Passage to read ->
□ □ □ □
This article is part of TPM Cafe, TPM’s home for opinion and news analysis.
The U.S. is in an information war with itself. The public sphere, where Americans discuss public issues, is broken. There’s little discussion – and lots of fighting.
One reason why: Persuasion is difficult, slow and time-consuming – it doesn’t make good television or social media content – and so there aren’t a lot of good examples of it in our public discourse.
What’s worse, a new form of propaganda has emerged – and it’s enlisted us all as propagandists.
Persuasion versus propaganda
I teach classes on political communication and propaganda in America. Here’s the difference between the two:
Political communication is persuasion used in politics. It helps to facilitate the democratic process.
Propaganda is communication as force; it’s designed for warfare. Propaganda is anti-democratic because it influences while using strategies like fear appeals, disinformation, conspiracy theory and more.
Since there are few examples of persuasion in our public sphere these days, it is difficult to know the difference between persuasion and propaganda. That’s worrisome because politics is not war, so political communication isn’t – and shouldn’t be – the same as propaganda.
The manufacture of consent
Mass propaganda techniques emerged with mass communication technologies like posters, pictures and movies during the first World War.
That old propaganda model was designed by political elites to “manufacture consent” at home so that citizens would support the war, and to demoralize the enemy abroad.
According to linguist and social critic Noam Chomsky, the manufacture of consent was believed by elites to be necessary because they thought “the mass of the public are just too stupid to be able to understand things…We have to tame the bewildered herd, not allow the bewildered herd to rage and trample and destroy things.”
During World War I, George Creel’s Committee on Public Information, a federal agency, oversaw the production of pro-war films like the 1918 silent film “America’s Answer.” When Americans went to see the film in theaters, they would often encounter a speech from one of the “Four Minute Men” – the local citizens whom Creel enlisted to give patriotic speeches during the four minutes it took to change the movie reels.

Library of Congress Prints and Photographs Division Washington, D.C.
After World War I, according to Herman and Chomsky, all sorts of elites turned to propaganda to “tame the bewildered herd.” The old propaganda was good at taming citizens. But there was a nasty side effect that played out over almost a century of its use: disengagement. Political communication scholars in the 1990s and early 2000s worried about what they saw as the crisis in democracy, which was civic disengagement characterized by low voter turnout, low political party affiliation and rising distrust, cynicism and disinterest in politics.
The manufacture of dissent
The elite-controlled old vertical propaganda model couldn’t withstand the changes in communication brought on by the new participatory media – first talk radio, then cable, email, blogs, chats, texts, video and social media.
□ □ □ □
Extracted records ->
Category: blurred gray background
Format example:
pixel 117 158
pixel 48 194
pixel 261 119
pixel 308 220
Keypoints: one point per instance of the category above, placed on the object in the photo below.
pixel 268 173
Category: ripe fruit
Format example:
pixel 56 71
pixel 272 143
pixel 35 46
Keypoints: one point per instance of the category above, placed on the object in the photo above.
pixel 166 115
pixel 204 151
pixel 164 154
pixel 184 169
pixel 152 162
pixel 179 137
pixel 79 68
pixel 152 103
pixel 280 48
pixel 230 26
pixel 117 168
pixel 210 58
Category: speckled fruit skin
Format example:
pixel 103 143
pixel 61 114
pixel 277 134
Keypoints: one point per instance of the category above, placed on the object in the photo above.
□ □ □ □
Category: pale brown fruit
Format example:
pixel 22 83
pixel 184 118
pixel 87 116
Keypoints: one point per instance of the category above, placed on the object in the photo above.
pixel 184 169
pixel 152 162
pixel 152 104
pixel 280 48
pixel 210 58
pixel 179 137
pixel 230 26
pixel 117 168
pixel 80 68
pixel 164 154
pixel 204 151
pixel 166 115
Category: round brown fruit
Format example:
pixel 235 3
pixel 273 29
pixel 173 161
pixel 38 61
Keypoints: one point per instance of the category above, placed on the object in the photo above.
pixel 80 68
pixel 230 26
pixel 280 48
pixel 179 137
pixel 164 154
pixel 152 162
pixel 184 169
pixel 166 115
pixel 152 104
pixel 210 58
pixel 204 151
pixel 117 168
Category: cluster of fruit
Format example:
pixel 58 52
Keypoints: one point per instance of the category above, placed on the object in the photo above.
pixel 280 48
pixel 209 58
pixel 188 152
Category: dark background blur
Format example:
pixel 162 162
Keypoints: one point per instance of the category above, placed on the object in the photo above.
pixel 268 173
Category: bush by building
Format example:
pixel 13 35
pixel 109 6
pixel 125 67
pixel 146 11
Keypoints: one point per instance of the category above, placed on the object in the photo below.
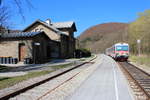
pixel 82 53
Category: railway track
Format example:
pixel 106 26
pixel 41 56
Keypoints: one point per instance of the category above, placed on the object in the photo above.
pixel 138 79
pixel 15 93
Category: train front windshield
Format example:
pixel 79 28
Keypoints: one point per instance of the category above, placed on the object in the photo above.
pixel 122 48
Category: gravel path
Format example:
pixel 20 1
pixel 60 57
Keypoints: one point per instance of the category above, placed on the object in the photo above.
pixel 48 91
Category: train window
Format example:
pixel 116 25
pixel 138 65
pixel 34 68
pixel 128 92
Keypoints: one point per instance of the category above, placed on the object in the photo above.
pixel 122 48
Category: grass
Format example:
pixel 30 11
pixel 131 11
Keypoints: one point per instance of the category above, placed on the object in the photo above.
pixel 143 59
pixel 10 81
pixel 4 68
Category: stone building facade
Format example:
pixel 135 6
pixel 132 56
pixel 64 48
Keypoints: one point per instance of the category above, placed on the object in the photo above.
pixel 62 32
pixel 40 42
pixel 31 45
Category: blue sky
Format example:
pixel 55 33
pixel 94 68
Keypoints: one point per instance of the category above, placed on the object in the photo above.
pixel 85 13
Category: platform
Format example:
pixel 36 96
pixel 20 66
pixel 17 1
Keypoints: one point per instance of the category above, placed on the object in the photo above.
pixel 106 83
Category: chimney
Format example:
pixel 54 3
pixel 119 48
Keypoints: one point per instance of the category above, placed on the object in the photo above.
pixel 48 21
□ □ □ □
What is asked ->
A. In one to three sentences, explain why the article on propaganda finds it worrisome that the difference between persuasion and propaganda is hard to tell.
B. Extend the article on propaganda, beginning after its final sentence.
The rows have no connection to the article on propaganda.

Results by task ->
A. Politics is not war, and propaganda is communication designed for warfare. Political communication therefore isn't, and shouldn't be, the same as propaganda.

B.
According to recent Pew research, 93% of Americans are connected to the internet and 82% of Americans are connected to social media. We now all have direct access to communicate in the public sphere – and, if we choose, to create, circulate and amplify propaganda.
A lot of people use their social media connections and platforms to knowingly and unknowingly spread misinformation, disinformation, conspiracy and partisan talking points – all forms of propaganda. We’re all propagandists now.
Rather than the elite manufacturing consent, a new propaganda model has emerged in the 21st century: what I call the “manufacture of dissent.”
New crisis in democracy
The “manufacture of dissent” model takes advantage of our individual abilities to produce, circulate and amplify propaganda. It sets us in motion to, in Chomsky’s words, “rage and trample and destroy things.”
The new propaganda can emerge from anyone, anywhere – and it is designed to create chaos so no one knows whom to trust or what is true.
Now we have a new crisis in democracy.
Citizens are called upon and trained by political parties, media, advocacy organizations, platforms, corporations – and more – to become propagandists, even without realizing it. Though both sides of the political spectrum can and have used the new propaganda, it has been embraced more on the right, largely to counter the old manufacture of consent model embraced by the mainstream.
For example, the slogan topping daily emails sent by ConservativeHQ, a longstanding and influential conservative news blog, says, “The home for grassroots conservatives leading the battle to educate and mobilize family, friends, neighbors, and others to defeat the anti-God, anti-America, Marxist New Democrats.”
From this perspective, politics is a “battle,” it’s warfare and ConservativeHQ’s readers can fight by educating and mobilizing – by spreading ConservativeHQ’s propaganda.
Likewise, the conspiracy website InfoWars tells its audience “there’s a war on for your mind.”
Social media platforms train users to communicate as propagandists: Recent research shows that platform users learn to express polarizing emotions like outrage through “social learning.” Social media users are taught through app feedback – positive reinforcement through notifications – and peer-learning – what they see others do – to post outrage even if they don’t feel outraged and they don’t want to spread outrage.
The more outrage we see, the more outrage we post.

https://www.conservativehq.org/
Dissent and distrust
Today’s new model of propaganda has dangerous consequences.
The Jan. 6, 2021 insurrection was a direct result of the manufacture of dissent. Right-wing politicians, citizens and media used disinformation, misinformation, conspiracy, fear appeals and outrage circulated via the old and new propaganda to cast doubt on the nation’s electoral process.
President Trump primed his followers to believe that the election would be “rigged,” which led people to look for and circulate so-called “evidence” of fraud.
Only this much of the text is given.